• TASK INPUTS:
BEGIN

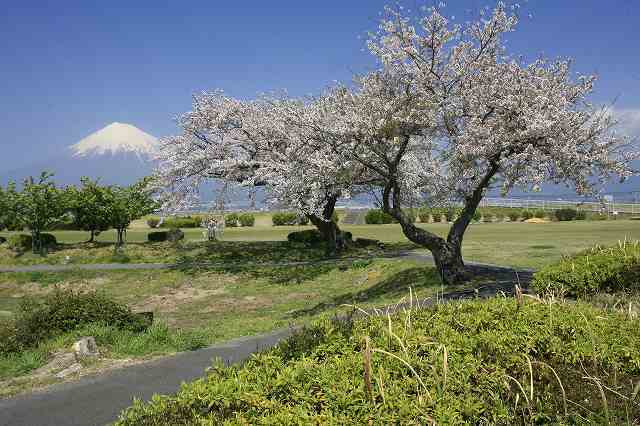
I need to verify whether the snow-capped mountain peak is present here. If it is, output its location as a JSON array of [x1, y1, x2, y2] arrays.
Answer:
[[69, 123, 159, 158]]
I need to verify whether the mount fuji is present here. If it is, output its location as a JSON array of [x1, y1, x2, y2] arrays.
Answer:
[[0, 123, 160, 185]]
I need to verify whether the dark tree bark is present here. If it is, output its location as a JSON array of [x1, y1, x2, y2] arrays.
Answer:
[[307, 194, 345, 255], [382, 159, 499, 284], [31, 230, 42, 254], [116, 228, 127, 247]]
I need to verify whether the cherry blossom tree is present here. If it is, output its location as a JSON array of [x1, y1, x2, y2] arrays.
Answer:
[[152, 92, 364, 252], [309, 3, 637, 283]]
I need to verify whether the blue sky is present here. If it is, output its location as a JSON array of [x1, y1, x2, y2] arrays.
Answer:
[[0, 0, 640, 170]]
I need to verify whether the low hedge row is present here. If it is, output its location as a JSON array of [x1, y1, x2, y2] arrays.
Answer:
[[532, 241, 640, 297], [6, 233, 58, 252], [224, 213, 256, 228]]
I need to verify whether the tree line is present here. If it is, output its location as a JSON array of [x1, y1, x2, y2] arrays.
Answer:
[[0, 172, 158, 253]]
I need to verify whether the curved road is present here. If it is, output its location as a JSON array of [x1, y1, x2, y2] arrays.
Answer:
[[0, 253, 532, 426]]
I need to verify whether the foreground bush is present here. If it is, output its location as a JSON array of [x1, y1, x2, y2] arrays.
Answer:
[[0, 290, 149, 354], [532, 241, 640, 297], [160, 216, 202, 228], [119, 298, 640, 425], [554, 209, 578, 222]]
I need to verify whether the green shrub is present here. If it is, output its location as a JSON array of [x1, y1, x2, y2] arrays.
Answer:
[[147, 231, 168, 243], [431, 209, 444, 222], [271, 212, 298, 226], [418, 208, 431, 223], [353, 238, 380, 247], [160, 216, 202, 228], [287, 229, 322, 244], [0, 289, 149, 354], [532, 242, 640, 297], [147, 217, 160, 228], [587, 213, 609, 220], [554, 209, 578, 222], [7, 234, 33, 252], [364, 209, 393, 225], [224, 213, 240, 228], [118, 298, 640, 426], [238, 213, 256, 226]]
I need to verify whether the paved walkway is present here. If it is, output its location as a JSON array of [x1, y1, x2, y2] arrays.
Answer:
[[0, 253, 531, 426], [0, 251, 531, 273]]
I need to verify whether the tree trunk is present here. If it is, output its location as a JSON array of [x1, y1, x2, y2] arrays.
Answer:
[[431, 241, 465, 284], [307, 195, 345, 255], [116, 228, 124, 247], [31, 230, 42, 254]]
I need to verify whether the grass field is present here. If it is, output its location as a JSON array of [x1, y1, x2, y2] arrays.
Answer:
[[0, 220, 640, 268], [0, 220, 640, 395]]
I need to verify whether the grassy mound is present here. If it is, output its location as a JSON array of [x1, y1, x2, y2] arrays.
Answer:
[[532, 241, 640, 297], [119, 299, 640, 425]]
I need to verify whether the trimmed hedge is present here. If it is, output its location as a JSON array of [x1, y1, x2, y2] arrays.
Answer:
[[224, 213, 239, 228], [147, 231, 168, 243], [7, 233, 58, 252], [0, 289, 150, 354], [364, 209, 393, 225], [160, 216, 202, 228], [147, 228, 184, 243], [238, 213, 256, 226], [553, 209, 578, 222], [532, 241, 640, 297], [271, 212, 298, 226], [117, 298, 640, 426], [147, 217, 160, 228]]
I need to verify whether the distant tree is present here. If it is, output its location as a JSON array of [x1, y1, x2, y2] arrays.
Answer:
[[105, 178, 159, 246], [15, 172, 68, 253], [0, 182, 21, 231], [69, 177, 111, 242]]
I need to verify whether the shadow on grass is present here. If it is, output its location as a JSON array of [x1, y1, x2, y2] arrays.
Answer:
[[174, 263, 342, 285], [291, 267, 442, 318]]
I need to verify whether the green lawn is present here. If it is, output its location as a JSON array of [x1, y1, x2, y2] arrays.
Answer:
[[0, 221, 640, 394], [0, 220, 640, 268]]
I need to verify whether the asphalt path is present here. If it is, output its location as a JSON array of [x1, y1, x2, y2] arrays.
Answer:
[[0, 253, 532, 426], [0, 329, 293, 426]]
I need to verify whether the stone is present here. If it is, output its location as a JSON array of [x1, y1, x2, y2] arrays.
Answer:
[[73, 336, 99, 360], [56, 362, 82, 379], [32, 352, 76, 376]]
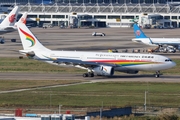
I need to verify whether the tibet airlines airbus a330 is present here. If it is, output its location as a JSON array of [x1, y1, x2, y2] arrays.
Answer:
[[132, 23, 180, 52], [17, 23, 176, 77]]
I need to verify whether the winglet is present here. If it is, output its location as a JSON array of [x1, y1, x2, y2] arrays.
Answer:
[[14, 12, 27, 27], [18, 12, 27, 24], [133, 23, 148, 38], [1, 6, 19, 26]]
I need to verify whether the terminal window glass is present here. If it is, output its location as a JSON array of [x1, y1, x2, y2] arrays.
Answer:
[[122, 16, 134, 19], [108, 15, 120, 19], [53, 15, 65, 18], [79, 15, 92, 20], [94, 15, 106, 19], [164, 16, 170, 19], [27, 15, 37, 18], [171, 16, 177, 19], [39, 15, 51, 18]]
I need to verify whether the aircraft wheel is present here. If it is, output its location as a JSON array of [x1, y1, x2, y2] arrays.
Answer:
[[83, 73, 88, 77]]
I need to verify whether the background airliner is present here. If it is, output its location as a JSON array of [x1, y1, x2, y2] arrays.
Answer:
[[17, 23, 176, 77], [0, 6, 19, 34], [0, 12, 27, 44], [132, 23, 180, 52]]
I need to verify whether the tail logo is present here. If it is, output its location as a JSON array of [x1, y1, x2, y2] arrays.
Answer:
[[21, 18, 26, 24], [19, 28, 36, 47], [136, 30, 141, 36], [9, 14, 16, 23]]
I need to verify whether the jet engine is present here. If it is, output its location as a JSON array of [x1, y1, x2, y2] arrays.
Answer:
[[122, 70, 139, 74], [92, 65, 114, 76]]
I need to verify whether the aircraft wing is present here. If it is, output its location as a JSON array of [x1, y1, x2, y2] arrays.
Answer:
[[4, 26, 16, 31], [54, 58, 117, 67]]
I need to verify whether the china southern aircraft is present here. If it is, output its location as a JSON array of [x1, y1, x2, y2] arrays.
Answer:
[[132, 24, 180, 52], [0, 6, 19, 34], [17, 23, 176, 77]]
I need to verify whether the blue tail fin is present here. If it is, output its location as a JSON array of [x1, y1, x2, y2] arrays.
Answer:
[[133, 24, 148, 38]]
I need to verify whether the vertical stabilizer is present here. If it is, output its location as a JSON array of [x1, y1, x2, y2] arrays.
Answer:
[[0, 6, 19, 26], [18, 12, 27, 24], [133, 23, 148, 38], [16, 22, 49, 51]]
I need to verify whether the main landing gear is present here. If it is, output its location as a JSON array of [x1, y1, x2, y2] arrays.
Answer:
[[155, 71, 160, 78], [83, 72, 94, 77]]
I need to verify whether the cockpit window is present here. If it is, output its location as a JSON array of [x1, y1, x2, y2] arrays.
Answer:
[[165, 59, 172, 62]]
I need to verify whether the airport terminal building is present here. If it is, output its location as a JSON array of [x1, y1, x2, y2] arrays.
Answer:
[[1, 0, 180, 28]]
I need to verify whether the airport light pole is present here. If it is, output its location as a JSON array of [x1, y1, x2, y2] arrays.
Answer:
[[59, 104, 62, 115], [144, 91, 148, 112]]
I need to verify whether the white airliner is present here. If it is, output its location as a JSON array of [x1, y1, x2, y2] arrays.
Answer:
[[0, 12, 27, 44], [0, 6, 19, 34], [132, 23, 180, 52], [17, 23, 176, 77]]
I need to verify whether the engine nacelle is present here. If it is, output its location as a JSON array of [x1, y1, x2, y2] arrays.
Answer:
[[123, 70, 139, 74], [93, 65, 114, 76]]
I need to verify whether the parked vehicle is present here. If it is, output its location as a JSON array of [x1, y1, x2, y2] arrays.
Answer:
[[92, 32, 105, 36]]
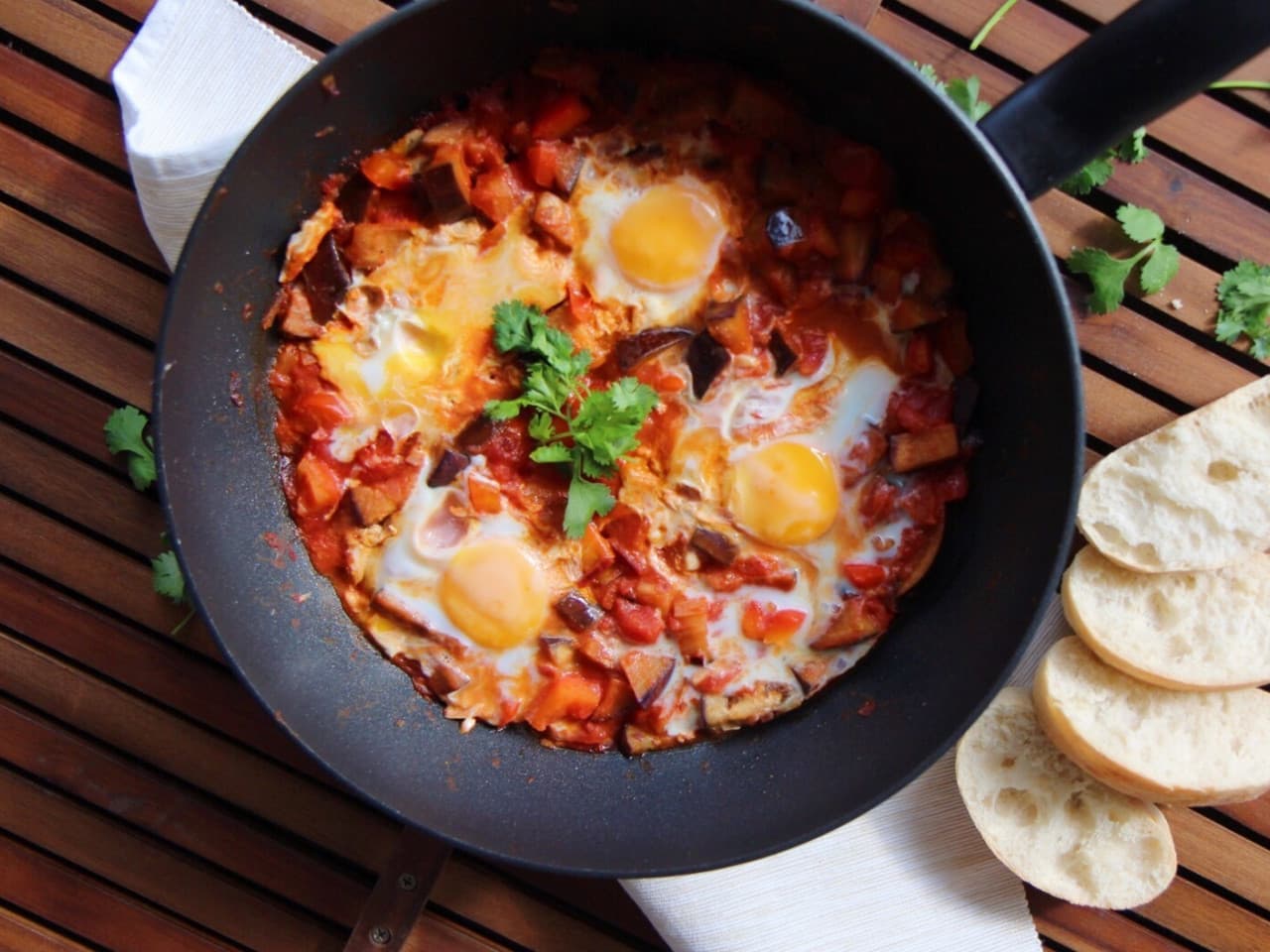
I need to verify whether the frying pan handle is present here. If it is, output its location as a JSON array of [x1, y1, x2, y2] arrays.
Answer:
[[979, 0, 1270, 198]]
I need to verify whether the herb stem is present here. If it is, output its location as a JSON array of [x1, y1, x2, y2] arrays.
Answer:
[[970, 0, 1019, 51]]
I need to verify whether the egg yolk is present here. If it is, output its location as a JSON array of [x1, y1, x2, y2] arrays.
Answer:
[[441, 539, 548, 649], [608, 184, 722, 289], [729, 443, 839, 545]]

END

• WHAT YOU NEED TO DO:
Rewrite as a numbered list the lines from the one containing "I need to verify whether the low" through the one containing "[[0, 253, 532, 426]]", both included, leaving out any blank lines.

• FINISHED ANSWER:
1. I need to verify whether the low hedge row is present here. If it is, output its location as a JSON array of [x1, y1, x2, y2] arrays.
2. Answer:
3. [[532, 241, 640, 297], [6, 233, 58, 252], [224, 213, 256, 228]]
4. I need to verify whether the tree line is present here. If it is, output its location as a JSON array of [x1, y1, x2, y2] arrays.
5. Answer:
6. [[0, 172, 158, 253]]
7. I need to verify whether the curved road is present here. If it is, output its location as a JSON array of [x1, y1, x2, y2] arrays.
8. Answer:
9. [[0, 253, 532, 426]]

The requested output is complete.